▸ **KUTIPAN DOKUMEN**:
▽

Konteks Masalah Putusan PTUN Nomor: 109/G/2017/PTUN-JKT

sumber: www.kpi.go.id


Putusan Pengadilan Tata Usaha Negara (PTUN) Jakarta Utara Nomor: 109/G/2017/PTUN-JKT terkait pembatalan larangan iklan politik diluar masa kampanye disesalkan oleh Komisi Penyiaran Indonesia (KPI). Karena putusan itu dianggap menghambat sikap dan perjuangan mereka dalam meminimalisir kekeruhan layar kaca dari kepentingan politik. Apalagi, pengawasan isi siaran merupakan tugas dan ranah mereka. Pasal 8 ayat (2) huruf c Undang-Undang Nomor 32 Tahun 2002 tentang Penyiaran (UU 32/2002) menyebutkan, “Dalam menjalankan fungsinya sebagaimana dimaksud dalam ayat (1), KPI mempunyai wewenang: c. mengawasi pelaksanaan peraturan dan pedoman perilaku penyiaran serta standar program siaran.”; dan Pasal 50 ayat (1) UU 32/2002 yang menyebutkan, “KPI wajib mengawasi pelaksanaan pedoman perilaku penyiaran”.
Menurut KPI, sebelum dikeluarkannya Surat Edaran yang dimaksud, KPI telah lebih dulu melakukan berbagai upaya, seperti: klarifikasi terhadap Lembaga Penyiaran (LP) yang menayangkan iklan dan atau mars/himne partai politik; hingga menerbitkan surat teguran tertulis pertama kepada LP tersebut untuk menghentikan penayangan iklan atau mars/himne terkait partai politik. Namun demikian, beberapa LP ‘mbandel’ dengan tetap menayangkan iklan dan atau mars/himne tersebut. Pun menurut KPI, Surat Edaran itu hanya ditujukan kepada LP yang menjadi locus pengawasannya, dan bukan ditujukan kepada partai politik. Sehingga, KPI beranggapan gugatan yang dilayangkan Partai Berkarya serta Partai Pengusaha dan Pekerja Indonesia (P3I) salah alamat.

sumber: www.kompas.com.

△

▸ **INFORMASI YANG DIBERIKAN**:
▽

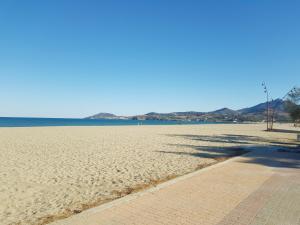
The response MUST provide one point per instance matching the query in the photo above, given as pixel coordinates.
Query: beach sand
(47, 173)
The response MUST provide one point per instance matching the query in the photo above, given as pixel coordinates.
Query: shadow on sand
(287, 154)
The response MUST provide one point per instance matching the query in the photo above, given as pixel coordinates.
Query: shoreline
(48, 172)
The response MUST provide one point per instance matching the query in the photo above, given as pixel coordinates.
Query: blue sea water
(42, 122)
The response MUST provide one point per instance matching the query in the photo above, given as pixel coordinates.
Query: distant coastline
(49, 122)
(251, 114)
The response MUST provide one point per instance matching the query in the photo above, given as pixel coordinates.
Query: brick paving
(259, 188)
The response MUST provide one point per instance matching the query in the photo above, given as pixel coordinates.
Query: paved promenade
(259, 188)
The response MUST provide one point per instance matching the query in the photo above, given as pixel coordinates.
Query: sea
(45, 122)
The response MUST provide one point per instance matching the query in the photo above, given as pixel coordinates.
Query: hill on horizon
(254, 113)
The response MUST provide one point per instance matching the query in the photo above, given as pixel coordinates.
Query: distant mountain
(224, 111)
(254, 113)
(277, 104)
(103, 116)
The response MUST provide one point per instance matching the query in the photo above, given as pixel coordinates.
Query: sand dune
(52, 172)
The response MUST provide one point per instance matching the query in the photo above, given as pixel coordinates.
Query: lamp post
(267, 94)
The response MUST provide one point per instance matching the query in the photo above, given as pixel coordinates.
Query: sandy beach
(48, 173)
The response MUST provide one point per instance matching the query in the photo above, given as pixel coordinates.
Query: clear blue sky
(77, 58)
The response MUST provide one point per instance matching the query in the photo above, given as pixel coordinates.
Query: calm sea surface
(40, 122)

△
▽

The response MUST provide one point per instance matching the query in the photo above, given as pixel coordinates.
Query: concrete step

△
▽

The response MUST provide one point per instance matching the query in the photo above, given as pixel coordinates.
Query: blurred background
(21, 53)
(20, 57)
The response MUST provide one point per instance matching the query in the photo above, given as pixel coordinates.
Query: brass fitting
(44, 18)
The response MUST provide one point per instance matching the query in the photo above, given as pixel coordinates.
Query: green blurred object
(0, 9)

△

▸ **PERINTAH TUGAS**: Alihkan kalimat dari kutipan dokumen tentang putusan PTUN ini ke bahasa Inggris: "Sehingga, KPI beranggapan gugatan yang dilayangkan Partai Berkarya serta Partai Pengusaha dan Pekerja Indonesia (P3I) salah alamat."

▸ **JAWABAN LENGKAP**: Thus, the KPI considers the lawsuit filed by Partai Berkarya and Partai Pengusaha dan Pekerja Indonesia (P3I) to be misdirected.